§ **GIVEN REQUEST**
Rewrite the lines starting with the line containing "hand in the photo below." and going on through the line containing "girl in the photo above.", changing "tab-separated" to "comma-separated" and leaving everything else unchanged.
+++ DATA RECORDS +++
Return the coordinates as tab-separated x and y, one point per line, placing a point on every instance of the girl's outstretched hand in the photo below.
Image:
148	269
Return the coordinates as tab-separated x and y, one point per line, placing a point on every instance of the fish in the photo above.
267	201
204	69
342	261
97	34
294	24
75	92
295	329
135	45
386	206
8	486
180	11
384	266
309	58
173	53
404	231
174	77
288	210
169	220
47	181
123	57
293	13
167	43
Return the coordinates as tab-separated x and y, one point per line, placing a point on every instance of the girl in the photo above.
+++
+++ DATA RECORDS +++
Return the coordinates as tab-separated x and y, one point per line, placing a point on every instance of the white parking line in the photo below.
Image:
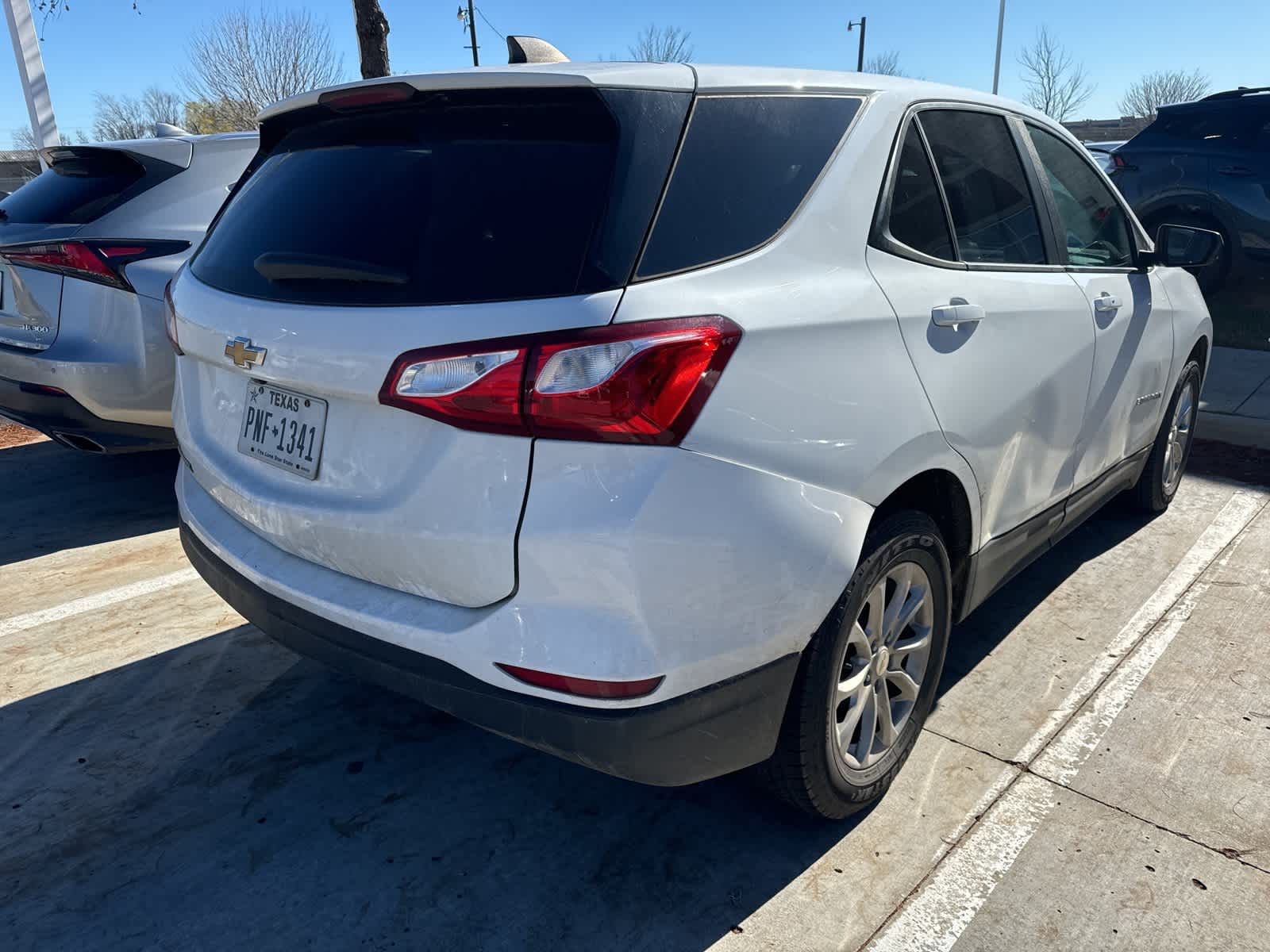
+++
§ **THE REPLY**
Return the coordinates as comma-separated x and y, one point per line, placing a point on every instance of the girl's outstretched hand in the photo below.
Image:
148	269
Return the coordinates as comma-separated x and y, one point per line, placing a point on every instance of the fish in the photo above.
267	201
204	69
342	261
97	34
294	24
75	92
295	329
135	45
386	206
8	486
180	11
384	266
309	58
173	53
404	231
174	77
288	210
169	220
47	181
123	57
293	13
167	43
Return the coordinates as comma-separated x and y, one point per line, placing a point on every instance of the girl in the photo above.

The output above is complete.